Page excerpt ::
Monday, August 31, 2009

I don't care how you SAY it's pronounced.

Nobody will ever look at this name and think anything but "Garrison Keillor."


trouble finding a cute, uncommon FN

Ok, we're having trouble finding a FN that we like a lot. We like exciting, cute, uncommon names. And we're having a hard time finding good names on lists. The

name also has to flow well with our older son's name, Kielor (KY-ler).
The MN are Ryan Paul. Ryan is a good friend who passed away recently. Paul is a family name.
Here are the names we have so far, but I'd appreciate many more suggestions.

Jhace Ryan Paul
Janson Ryan Paul

If we are having a girl we have the FN, but completely unsure of MNs. Any suggestions are helpful, especially names with 2 syllables.

I'd like to give her 2 MNs as in:
Makynlli ___ Dawn
Makynlli ___ Lynn
Makynlli Shae ___



Just name the baby THX!

...And that's the news from Lake Wobegon, where all the women are strong, all the men are good-looking, and all the children's names are exciting.

Give her the middle name "Muncie."

Oh, Yahoo Answers. You are always good for horror a laugh.


What do you think of this girls name.?

Indiana Elizabeth Armitage
Indiana Rose Armitage
Indiana Valerie Armitage

Nickname Indie, the last name is armitage.


Well? What do you think of it?

Spell Hell

Yeah, this will come as no surprise to you: In the quest to give children "unique" names, parents often resort to unusual spellings of otherwise perfectly normal, perfectly respectable names. The end result: The kids will grow up having to spell out their name for everybody, for the rest of their lives. This is nobody's picnic, folks.

Often "creative" spellings look weird at best, outright stupid at worst. A "creative" spelling can cause the person reading the name to draw out an unfortunate syllable, stammer, or read the name in a completely jacked-up voice, just because the spelling is so damn odd.

Witness these creative names, from The Retread Ranger.

Entries provided ::
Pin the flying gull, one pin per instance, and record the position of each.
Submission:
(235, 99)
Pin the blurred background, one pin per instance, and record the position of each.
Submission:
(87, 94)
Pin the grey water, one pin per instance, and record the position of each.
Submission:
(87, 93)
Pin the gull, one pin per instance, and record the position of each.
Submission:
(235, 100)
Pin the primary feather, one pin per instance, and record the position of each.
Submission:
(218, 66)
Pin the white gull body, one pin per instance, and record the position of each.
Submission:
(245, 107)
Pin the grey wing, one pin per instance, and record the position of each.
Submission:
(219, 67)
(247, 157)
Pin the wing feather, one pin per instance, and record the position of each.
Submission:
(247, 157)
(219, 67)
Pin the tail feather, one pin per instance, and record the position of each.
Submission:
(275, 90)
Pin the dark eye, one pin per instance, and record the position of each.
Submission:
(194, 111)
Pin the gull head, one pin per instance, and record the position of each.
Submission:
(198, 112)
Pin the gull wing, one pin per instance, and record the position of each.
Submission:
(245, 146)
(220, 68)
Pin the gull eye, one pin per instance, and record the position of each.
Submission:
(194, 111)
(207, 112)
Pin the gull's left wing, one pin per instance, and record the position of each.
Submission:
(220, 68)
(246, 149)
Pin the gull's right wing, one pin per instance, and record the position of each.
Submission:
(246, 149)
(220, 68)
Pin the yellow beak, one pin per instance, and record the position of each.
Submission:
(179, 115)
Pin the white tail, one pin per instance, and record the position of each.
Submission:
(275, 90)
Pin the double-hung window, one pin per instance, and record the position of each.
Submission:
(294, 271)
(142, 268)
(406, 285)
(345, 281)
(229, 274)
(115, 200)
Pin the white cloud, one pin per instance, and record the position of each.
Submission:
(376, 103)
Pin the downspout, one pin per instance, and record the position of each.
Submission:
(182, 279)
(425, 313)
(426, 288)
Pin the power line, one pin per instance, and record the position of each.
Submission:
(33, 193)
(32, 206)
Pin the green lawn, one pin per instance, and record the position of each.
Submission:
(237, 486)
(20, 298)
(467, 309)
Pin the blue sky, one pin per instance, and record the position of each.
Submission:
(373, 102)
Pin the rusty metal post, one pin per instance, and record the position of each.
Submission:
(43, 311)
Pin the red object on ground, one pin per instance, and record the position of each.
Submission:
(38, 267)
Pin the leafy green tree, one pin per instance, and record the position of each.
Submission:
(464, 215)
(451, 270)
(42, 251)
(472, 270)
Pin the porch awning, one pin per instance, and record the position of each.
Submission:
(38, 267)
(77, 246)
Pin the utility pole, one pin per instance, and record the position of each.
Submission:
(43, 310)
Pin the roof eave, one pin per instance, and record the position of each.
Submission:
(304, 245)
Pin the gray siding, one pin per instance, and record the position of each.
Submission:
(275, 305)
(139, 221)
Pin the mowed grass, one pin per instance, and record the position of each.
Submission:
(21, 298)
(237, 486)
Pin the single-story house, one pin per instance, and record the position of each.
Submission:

Exercise A ::
Answer these about the baby-names post, one per line:
(i) How is the older son's name, Kielor, pronounced?
(ii) Who was Ryan, whose name is one of the planned middle names?
(iii) What nickname goes with Indiana?
Exercise B ::
Why, according to the baby-names post, are creative spellings of normal names a problem for the children who get them?
Exercise C ::
Write out the passage from the baby-names post starting at "Ok, we're having" and ending at "many more suggestions.".

Task result A ::
(i) KY-ler
(ii) A good friend who passed away recently
(iii) Indie

Task result B ::
The children will have to spell out their names for everybody for the rest of their lives. The odd spellings can also make a reader draw out an unfortunate syllable, stammer, or read the name in a completely jacked-up voice.

Task result C ::
Ok, we're having trouble finding a FN that we like a lot. We like exciting, cute, uncommon names. And we're having a hard time finding good names on lists. The

name also has to flow well with our older son's name, Kielor (KY-ler).
The MN are Ryan Paul. Ryan is a good friend who passed away recently. Paul is a family name.
Here are the names we have so far, but I'd appreciate many more suggestions.